=== The data ===

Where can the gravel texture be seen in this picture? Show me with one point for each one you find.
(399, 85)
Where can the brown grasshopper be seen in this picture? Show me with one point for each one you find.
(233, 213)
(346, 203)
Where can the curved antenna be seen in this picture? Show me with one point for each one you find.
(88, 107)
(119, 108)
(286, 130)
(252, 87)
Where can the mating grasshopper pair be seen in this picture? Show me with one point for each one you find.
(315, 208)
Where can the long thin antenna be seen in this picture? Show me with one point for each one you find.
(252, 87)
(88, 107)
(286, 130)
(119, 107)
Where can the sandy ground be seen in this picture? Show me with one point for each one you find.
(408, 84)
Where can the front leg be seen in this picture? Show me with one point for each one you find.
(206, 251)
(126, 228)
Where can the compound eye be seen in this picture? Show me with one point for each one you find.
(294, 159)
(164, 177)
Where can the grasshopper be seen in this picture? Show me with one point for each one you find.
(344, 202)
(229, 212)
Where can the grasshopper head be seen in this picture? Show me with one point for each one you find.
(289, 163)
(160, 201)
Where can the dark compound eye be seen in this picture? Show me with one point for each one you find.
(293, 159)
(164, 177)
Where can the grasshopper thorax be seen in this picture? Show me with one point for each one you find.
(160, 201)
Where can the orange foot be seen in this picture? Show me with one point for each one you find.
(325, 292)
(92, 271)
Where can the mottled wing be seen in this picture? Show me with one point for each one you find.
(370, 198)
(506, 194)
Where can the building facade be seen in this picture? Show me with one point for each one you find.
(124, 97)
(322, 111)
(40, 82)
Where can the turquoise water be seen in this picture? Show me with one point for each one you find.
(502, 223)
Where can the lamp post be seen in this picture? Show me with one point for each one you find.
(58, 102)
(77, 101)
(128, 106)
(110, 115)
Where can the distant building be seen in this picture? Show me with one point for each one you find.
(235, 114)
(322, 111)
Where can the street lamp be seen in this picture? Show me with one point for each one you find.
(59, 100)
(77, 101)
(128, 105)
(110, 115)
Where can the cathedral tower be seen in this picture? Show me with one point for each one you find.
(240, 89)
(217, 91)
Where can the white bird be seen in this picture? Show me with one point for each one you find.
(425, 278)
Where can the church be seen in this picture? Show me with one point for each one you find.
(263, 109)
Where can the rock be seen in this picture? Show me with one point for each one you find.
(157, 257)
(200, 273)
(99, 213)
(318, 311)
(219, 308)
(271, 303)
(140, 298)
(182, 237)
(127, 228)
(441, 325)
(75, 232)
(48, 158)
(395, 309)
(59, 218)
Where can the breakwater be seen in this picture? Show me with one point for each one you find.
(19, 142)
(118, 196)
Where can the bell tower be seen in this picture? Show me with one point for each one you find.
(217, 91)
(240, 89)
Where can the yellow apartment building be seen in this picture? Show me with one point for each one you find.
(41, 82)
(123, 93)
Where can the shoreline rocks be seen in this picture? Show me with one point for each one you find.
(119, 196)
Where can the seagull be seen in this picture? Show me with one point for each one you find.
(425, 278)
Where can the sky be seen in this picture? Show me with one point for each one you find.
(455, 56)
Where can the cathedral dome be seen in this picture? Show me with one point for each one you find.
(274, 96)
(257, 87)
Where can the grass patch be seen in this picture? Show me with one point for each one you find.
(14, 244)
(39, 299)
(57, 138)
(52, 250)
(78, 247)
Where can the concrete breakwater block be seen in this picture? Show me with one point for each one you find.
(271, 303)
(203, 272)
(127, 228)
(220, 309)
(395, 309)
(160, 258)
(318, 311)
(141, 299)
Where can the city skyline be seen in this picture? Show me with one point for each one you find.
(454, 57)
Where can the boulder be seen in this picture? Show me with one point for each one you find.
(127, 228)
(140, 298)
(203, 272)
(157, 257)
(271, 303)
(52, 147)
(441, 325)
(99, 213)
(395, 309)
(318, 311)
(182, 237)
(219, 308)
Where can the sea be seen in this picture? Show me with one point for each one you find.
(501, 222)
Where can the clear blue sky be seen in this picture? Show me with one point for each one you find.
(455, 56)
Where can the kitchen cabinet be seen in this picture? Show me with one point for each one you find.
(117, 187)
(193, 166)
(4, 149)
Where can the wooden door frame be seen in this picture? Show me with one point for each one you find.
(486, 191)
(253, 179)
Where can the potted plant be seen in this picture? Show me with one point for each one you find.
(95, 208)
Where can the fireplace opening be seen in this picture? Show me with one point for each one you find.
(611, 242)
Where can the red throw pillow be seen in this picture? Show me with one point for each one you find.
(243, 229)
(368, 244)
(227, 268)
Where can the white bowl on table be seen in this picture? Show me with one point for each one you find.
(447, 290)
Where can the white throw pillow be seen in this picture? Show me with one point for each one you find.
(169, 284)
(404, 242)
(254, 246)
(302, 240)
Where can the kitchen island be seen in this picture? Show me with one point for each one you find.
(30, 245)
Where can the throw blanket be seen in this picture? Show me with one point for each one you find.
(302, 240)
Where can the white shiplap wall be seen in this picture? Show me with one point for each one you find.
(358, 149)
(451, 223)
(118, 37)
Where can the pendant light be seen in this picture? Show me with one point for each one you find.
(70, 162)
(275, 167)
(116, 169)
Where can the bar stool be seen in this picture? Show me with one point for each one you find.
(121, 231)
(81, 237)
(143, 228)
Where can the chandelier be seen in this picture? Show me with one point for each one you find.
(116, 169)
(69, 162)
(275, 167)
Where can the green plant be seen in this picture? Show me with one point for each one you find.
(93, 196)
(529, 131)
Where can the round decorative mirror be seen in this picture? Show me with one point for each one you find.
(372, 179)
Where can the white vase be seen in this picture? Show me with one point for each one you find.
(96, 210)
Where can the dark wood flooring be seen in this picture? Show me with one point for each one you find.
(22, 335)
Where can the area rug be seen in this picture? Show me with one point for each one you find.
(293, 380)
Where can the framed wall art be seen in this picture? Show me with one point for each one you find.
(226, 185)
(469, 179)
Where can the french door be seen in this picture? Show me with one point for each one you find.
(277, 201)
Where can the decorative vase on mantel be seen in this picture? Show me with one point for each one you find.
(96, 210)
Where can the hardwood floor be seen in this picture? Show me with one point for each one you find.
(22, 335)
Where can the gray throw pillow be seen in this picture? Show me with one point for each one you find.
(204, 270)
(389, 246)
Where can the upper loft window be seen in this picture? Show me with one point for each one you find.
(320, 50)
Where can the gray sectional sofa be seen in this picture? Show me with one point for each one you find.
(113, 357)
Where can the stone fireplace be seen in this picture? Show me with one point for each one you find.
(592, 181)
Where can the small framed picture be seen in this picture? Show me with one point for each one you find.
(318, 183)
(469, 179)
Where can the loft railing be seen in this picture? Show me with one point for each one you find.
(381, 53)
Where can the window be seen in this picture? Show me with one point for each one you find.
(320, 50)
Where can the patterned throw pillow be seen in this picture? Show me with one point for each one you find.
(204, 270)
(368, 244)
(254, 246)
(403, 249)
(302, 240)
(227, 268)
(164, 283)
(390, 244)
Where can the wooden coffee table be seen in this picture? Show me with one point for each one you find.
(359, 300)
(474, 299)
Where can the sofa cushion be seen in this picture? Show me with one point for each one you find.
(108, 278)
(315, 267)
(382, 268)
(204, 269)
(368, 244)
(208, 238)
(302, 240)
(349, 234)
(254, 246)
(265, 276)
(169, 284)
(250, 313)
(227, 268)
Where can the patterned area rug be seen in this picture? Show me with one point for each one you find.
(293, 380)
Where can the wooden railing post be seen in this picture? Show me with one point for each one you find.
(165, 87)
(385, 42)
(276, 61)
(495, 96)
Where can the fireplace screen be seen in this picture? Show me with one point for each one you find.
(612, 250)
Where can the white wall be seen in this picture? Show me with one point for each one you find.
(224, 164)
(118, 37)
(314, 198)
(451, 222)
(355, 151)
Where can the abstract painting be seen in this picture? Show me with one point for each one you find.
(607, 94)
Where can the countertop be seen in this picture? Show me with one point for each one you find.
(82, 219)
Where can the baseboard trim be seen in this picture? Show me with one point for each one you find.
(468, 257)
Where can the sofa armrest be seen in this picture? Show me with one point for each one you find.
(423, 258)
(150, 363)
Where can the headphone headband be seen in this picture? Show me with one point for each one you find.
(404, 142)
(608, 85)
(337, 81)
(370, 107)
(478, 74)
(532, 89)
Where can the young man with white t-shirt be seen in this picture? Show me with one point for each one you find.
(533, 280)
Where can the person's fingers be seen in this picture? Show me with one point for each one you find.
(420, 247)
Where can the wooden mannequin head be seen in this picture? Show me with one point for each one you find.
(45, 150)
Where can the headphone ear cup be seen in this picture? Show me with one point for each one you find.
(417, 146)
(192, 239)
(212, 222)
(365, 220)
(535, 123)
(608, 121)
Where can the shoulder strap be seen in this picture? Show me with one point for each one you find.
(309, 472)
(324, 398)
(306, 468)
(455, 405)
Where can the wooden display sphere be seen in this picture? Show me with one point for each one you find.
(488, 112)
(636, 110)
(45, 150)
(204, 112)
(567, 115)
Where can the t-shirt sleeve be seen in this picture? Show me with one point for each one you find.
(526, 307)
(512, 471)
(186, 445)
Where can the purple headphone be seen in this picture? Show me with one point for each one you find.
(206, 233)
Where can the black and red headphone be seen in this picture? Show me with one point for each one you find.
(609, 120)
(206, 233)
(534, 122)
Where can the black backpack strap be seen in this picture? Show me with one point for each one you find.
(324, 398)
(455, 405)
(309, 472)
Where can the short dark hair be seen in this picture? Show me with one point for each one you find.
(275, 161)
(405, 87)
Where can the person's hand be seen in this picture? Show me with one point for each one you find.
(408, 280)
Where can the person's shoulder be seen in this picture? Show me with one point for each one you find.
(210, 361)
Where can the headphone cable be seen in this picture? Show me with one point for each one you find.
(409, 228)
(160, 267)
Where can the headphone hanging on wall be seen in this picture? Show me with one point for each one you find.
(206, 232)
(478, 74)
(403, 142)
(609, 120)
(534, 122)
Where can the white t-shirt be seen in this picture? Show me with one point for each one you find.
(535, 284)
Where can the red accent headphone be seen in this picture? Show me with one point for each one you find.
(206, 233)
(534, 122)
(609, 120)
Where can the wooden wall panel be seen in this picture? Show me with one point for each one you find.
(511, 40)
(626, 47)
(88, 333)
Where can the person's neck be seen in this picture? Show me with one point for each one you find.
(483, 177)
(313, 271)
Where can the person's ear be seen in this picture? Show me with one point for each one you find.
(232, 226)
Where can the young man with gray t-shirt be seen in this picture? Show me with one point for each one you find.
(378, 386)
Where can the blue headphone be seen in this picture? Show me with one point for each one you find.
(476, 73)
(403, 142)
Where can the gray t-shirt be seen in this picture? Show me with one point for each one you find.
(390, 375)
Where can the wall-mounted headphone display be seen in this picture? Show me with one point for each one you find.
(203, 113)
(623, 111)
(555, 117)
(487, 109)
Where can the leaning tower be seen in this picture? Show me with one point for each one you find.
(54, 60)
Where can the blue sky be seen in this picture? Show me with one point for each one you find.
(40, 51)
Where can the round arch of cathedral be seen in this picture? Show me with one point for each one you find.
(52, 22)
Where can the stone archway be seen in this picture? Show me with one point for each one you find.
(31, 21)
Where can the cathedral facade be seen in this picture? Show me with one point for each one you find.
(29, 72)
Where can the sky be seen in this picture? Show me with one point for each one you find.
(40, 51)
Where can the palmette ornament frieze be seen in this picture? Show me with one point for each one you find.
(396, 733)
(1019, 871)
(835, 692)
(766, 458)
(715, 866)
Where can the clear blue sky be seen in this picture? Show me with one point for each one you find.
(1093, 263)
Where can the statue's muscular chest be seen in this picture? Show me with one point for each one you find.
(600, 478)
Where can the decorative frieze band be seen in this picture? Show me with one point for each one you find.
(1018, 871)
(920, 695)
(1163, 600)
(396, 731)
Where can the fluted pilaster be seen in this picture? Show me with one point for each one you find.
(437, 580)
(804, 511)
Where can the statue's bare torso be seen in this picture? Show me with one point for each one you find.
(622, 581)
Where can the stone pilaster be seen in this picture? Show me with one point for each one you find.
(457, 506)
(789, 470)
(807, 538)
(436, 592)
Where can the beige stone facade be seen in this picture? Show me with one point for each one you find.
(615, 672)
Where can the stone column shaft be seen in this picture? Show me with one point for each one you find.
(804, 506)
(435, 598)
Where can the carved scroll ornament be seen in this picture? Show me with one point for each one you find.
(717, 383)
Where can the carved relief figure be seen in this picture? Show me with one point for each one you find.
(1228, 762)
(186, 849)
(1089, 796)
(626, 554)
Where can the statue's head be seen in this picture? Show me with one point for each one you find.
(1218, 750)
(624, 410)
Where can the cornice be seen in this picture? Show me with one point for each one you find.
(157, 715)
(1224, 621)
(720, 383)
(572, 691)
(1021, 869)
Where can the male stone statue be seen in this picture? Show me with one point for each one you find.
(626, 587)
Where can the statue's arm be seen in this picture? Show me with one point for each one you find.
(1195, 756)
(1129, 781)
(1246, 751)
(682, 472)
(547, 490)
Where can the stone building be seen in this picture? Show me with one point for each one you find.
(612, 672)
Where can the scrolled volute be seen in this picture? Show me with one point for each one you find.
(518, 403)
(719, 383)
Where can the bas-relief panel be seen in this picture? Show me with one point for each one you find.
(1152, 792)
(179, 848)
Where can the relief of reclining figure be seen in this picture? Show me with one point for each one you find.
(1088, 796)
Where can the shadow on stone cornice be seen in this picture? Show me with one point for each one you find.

===

Repeat the lines between the one holding "Where can the statue's head" and the one holding "(1021, 869)", inclusive, exactly as they appear in the records above.

* **Finished exercise**:
Where can the statue's head be seen in this picture? Show me with one point for each one you find.
(1218, 750)
(624, 410)
Where can the cornice be seen in this picture? Show me with one point for each one you find.
(157, 715)
(1224, 621)
(720, 383)
(572, 691)
(1021, 869)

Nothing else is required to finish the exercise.